## Отрывок
Русские мужики рассказывают - страница 50

Шрифт
Интервал

стр.

Если я не признаю никаких врагов, если я раньше отказался от военной службы и всякого участия в насилии и военщине, за что и в тюрьме сидел, тем не менее, находясь в колхозе, я должен чувствовать себя военнообязанным, и в случае, если власти скажут: "вот это враг, убей его, задуши, перегрызи ему горло", я, как активный колхозник, должен буду выполнять все эти приказания... Я ясно понял, что с моими убеждениями надо искать спасение вне колхоза, и потому... подхвативши остаток моих пожитков, давай Бог ноги бежать из колхоза... Чувствую себя бодро: я не мобилизован в палачи... Я хочу и могу быть полезным столяром и плотником при строительстве помещений на новом месте, а потому не откажите мне в приеме в члены коммуны "Жизнь и Труд..." (Письмо Я.Д.Драгуновского к В.Г.Черткову цитирую по рукописи "Биография Якова Драгуновского". Автор И.Я.Драгунонский. 1974 г.).

Принципы, на которых толстовская коммуна начинала свою вторую жизнь в Сибири, меньше всего напоминали принципы колхоза. "Мы считали, - пишет историк коммуны, - что, живя в коммуне, мы выполняем и 1) закон телесной жизни - удовлетворяя свои телесные потребности необходимым трудом; 2) нравственное требование - не ложиться грузом на других людей, а каждому нести свою долю тяжелого труда, и, наконец, 3) свою общественную обязанность строить взаимоотношения с людьми не на насильственной, а на разумной основе" (Б.В.Мазурин. Рукопись "Рассказ и раздумья об одной толстовской коммуне "Жизнь и Труд"". Стр.281. Окончена 9.11.1967.). Надо ли говорить, что после колхозных передряг коммуна единомышленников-толстовцев показалась многим крестьянам единственным приемлемым местом для жизни и работы. Они готовы были ехать за ней не только что в Западную Сибирь, но и до самого Тихого океана.

## Условие задания
Воспроизведите без изменений часть отрывка о толстовской коммуне от слов "Принципы, на которых" до слов "самого Тихого океана." включительно.

## Исходный материал
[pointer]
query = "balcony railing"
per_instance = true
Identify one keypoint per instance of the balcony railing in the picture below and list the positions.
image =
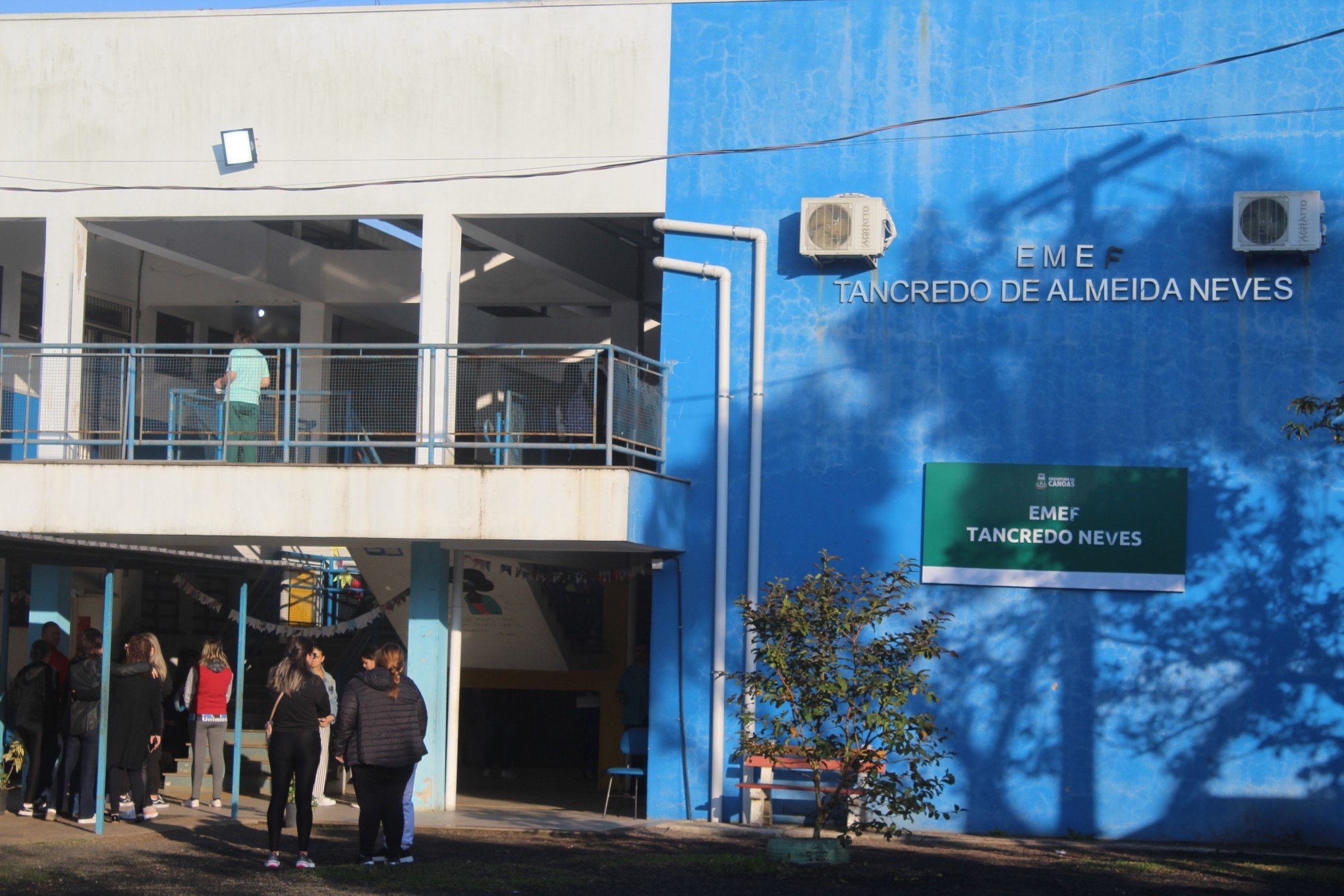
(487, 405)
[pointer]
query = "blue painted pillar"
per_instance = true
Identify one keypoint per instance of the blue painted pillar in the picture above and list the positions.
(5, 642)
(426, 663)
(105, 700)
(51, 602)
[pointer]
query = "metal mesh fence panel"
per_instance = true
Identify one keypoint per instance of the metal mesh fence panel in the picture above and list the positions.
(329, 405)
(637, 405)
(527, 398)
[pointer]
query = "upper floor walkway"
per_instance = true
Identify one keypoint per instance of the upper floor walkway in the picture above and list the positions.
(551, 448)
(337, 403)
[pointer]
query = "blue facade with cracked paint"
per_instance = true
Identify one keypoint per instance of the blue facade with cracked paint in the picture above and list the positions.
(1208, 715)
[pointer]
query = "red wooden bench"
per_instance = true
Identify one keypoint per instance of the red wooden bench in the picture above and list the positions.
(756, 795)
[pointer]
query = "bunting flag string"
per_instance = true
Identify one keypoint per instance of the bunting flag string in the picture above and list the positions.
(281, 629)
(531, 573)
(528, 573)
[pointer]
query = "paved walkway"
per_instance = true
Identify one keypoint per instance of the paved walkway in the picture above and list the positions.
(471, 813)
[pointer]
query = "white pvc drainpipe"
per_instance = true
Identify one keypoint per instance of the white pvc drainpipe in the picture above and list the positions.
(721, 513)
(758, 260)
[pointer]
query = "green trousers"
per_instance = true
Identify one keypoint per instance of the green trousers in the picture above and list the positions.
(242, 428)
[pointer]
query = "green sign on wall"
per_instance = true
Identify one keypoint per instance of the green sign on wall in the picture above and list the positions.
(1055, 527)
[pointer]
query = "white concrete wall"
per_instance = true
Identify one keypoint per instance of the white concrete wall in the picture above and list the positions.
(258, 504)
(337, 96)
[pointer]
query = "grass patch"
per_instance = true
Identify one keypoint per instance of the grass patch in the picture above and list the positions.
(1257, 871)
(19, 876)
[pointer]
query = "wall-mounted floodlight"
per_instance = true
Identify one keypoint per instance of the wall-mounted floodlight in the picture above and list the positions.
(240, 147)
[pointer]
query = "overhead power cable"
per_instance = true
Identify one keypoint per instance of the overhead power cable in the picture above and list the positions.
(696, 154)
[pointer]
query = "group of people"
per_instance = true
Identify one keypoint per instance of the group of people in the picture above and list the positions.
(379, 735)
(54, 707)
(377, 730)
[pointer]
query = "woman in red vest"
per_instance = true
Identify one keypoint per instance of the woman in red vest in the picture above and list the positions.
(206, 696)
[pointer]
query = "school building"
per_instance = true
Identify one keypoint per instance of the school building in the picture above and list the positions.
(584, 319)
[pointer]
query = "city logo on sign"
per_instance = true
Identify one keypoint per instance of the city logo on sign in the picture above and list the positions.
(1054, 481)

## Результат выполнения
Принципы, на которых толстовская коммуна начинала свою вторую жизнь в Сибири, меньше всего напоминали принципы колхоза. "Мы считали, - пишет историк коммуны, - что, живя в коммуне, мы выполняем и 1) закон телесной жизни - удовлетворяя свои телесные потребности необходимым трудом; 2) нравственное требование - не ложиться грузом на других людей, а каждому нести свою долю тяжелого труда, и, наконец, 3) свою общественную обязанность строить взаимоотношения с людьми не на насильственной, а на разумной основе" (Б.В.Мазурин. Рукопись "Рассказ и раздумья об одной толстовской коммуне "Жизнь и Труд"". Стр.281. Окончена 9.11.1967.). Надо ли говорить, что после колхозных передряг коммуна единомышленников-толстовцев показалась многим крестьянам единственным приемлемым местом для жизни и работы. Они готовы были ехать за ней не только что в Западную Сибирь, но и до самого Тихого океана.